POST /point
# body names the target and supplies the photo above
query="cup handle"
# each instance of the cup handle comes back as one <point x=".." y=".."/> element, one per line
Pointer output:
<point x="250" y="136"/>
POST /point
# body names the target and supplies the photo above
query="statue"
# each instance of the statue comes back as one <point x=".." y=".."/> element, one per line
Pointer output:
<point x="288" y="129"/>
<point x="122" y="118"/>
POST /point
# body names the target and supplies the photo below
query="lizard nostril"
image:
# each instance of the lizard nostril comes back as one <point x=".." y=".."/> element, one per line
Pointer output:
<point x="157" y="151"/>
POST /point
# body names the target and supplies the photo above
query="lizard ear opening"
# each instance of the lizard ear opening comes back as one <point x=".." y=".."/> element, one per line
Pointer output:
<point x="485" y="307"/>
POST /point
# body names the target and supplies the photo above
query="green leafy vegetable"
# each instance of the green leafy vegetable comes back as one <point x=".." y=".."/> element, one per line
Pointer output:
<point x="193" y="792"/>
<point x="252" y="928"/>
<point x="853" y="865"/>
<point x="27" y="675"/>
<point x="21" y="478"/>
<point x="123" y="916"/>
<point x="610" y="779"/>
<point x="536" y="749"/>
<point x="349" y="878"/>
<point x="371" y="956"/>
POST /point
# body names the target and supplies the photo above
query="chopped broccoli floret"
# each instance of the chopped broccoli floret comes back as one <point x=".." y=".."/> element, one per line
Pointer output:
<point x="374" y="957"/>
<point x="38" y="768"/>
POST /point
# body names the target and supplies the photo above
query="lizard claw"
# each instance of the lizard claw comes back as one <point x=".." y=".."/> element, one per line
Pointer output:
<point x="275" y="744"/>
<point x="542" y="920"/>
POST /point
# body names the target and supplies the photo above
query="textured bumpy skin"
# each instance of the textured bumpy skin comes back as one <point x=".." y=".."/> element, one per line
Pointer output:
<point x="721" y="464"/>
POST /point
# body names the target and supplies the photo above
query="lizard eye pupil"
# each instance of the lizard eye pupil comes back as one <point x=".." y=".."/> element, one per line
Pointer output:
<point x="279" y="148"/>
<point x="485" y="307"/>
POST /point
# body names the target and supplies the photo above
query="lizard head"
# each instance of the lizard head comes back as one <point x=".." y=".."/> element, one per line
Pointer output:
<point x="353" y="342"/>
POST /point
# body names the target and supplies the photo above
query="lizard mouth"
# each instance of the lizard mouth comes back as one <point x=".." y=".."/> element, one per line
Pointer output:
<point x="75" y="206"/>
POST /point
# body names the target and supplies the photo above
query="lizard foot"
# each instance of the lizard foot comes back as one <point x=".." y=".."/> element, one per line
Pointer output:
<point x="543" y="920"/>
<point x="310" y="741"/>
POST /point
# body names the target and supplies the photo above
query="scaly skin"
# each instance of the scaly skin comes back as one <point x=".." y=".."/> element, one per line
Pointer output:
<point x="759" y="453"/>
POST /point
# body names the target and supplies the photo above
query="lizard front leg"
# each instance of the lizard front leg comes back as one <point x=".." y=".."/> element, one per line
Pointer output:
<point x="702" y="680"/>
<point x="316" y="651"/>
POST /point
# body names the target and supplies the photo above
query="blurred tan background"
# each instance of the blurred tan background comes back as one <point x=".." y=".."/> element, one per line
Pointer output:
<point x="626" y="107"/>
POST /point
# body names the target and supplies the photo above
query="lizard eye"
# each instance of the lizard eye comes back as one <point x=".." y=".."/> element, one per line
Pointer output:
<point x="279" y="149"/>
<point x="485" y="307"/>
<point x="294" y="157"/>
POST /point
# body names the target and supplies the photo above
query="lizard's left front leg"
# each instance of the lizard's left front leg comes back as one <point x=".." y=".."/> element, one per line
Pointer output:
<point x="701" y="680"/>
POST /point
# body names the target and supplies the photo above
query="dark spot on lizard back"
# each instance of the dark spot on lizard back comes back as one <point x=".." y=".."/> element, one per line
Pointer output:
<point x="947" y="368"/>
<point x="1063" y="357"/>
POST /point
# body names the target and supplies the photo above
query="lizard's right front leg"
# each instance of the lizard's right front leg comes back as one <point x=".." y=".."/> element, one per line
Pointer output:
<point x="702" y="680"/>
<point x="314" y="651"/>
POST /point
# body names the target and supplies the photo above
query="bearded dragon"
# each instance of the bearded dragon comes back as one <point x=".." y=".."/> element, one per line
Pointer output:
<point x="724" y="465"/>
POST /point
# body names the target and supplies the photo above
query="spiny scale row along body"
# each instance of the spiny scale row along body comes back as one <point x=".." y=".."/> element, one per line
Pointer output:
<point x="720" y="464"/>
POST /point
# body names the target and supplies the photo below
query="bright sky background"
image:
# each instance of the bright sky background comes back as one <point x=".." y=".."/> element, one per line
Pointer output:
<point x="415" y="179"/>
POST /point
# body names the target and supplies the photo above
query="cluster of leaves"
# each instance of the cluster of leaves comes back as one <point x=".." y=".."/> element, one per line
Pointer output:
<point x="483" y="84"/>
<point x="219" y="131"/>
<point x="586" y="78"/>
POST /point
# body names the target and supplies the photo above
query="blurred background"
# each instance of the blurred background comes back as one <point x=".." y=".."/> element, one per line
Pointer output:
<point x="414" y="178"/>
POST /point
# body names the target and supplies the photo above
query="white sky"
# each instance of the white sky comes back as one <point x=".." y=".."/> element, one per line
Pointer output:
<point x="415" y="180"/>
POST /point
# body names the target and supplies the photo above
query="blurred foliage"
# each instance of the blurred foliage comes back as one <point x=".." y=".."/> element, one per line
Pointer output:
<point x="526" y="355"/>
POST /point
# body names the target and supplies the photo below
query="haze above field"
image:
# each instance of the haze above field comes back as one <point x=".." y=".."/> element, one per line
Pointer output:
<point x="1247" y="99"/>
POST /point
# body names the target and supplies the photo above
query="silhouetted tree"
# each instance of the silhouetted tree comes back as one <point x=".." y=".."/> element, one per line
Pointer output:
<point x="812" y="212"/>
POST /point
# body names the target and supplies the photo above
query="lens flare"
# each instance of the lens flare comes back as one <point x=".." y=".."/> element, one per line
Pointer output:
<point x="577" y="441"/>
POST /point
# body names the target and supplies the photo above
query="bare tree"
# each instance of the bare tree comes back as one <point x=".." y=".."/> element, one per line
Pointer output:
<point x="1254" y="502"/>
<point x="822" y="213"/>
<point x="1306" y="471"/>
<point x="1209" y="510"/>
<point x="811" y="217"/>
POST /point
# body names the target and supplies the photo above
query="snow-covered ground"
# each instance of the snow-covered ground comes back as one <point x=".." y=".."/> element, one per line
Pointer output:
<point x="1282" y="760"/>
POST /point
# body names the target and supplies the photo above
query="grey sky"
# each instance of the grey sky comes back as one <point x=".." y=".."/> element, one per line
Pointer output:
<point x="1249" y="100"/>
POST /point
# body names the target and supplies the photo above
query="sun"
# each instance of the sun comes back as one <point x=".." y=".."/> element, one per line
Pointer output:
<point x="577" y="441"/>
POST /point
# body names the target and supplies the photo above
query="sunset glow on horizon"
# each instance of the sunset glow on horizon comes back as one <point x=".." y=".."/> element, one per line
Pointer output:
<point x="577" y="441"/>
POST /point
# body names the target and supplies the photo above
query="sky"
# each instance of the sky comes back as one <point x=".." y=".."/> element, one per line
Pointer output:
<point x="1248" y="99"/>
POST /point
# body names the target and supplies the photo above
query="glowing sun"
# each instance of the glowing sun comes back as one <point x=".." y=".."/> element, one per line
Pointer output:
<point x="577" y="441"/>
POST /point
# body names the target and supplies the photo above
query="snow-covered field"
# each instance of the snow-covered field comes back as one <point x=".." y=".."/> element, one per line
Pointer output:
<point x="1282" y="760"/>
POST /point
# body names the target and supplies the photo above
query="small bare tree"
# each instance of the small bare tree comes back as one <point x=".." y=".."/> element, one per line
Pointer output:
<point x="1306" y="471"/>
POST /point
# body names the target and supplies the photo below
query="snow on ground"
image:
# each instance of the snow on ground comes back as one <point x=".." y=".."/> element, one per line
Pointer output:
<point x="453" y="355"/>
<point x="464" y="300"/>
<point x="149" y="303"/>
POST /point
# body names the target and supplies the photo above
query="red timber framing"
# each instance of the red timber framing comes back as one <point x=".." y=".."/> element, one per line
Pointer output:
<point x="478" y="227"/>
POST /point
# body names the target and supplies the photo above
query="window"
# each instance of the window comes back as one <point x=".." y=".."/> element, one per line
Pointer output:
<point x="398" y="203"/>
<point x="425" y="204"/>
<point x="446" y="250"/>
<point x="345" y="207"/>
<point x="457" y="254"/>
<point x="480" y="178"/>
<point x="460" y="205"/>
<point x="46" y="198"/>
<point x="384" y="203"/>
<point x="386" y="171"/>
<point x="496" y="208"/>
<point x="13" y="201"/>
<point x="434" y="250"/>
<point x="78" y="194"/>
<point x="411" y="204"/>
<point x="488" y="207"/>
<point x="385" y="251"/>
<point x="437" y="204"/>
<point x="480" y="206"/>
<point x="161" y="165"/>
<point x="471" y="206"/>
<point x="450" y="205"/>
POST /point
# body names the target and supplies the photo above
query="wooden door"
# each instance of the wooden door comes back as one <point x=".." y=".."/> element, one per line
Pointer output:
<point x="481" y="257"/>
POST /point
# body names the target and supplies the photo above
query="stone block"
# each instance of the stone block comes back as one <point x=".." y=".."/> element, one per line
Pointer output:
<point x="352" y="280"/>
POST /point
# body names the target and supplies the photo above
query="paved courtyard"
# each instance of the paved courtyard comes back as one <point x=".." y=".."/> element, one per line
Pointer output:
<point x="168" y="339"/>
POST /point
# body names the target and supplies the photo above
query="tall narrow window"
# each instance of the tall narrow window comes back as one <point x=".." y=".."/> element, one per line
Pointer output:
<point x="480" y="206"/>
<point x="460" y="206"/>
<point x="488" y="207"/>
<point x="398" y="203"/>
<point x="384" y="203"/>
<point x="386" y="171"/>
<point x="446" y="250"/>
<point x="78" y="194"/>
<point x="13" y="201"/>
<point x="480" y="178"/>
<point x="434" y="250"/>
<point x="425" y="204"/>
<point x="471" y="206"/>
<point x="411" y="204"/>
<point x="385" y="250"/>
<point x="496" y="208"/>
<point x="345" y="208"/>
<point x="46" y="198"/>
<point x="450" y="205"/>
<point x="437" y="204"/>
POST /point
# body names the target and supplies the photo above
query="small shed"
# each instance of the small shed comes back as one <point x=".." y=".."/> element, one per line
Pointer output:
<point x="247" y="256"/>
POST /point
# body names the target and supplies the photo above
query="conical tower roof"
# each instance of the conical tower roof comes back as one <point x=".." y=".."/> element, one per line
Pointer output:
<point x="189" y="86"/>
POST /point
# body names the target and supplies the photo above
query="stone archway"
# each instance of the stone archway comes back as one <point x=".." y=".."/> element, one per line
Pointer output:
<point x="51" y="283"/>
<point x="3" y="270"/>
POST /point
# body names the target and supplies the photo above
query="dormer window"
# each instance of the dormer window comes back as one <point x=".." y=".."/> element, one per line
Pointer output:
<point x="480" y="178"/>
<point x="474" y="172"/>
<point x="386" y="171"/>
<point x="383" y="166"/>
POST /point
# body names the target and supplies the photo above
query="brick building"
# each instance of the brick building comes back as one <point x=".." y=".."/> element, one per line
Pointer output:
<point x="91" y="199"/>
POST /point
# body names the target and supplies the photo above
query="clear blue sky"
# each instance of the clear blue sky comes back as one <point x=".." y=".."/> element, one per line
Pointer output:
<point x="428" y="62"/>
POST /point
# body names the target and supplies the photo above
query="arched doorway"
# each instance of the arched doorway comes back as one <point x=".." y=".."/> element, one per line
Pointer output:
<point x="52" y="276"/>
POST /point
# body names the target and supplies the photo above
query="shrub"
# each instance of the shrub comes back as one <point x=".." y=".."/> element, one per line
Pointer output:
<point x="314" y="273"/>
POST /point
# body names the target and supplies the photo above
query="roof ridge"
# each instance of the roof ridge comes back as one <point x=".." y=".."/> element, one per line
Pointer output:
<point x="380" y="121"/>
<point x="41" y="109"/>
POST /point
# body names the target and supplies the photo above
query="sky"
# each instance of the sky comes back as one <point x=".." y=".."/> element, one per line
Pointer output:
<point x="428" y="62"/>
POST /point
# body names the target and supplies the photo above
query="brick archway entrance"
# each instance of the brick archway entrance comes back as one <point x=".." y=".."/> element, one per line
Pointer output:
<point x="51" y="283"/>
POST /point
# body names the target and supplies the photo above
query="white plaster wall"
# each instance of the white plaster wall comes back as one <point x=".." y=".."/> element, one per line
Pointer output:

----

* _DIRECTIONS_: Only the lines containing the string "handle" are needed; pull them out of the records.

* _RESPONSE AREA_:
query="cup handle"
# each instance of the cup handle comes back as one <point x=".." y=".."/> element, one per line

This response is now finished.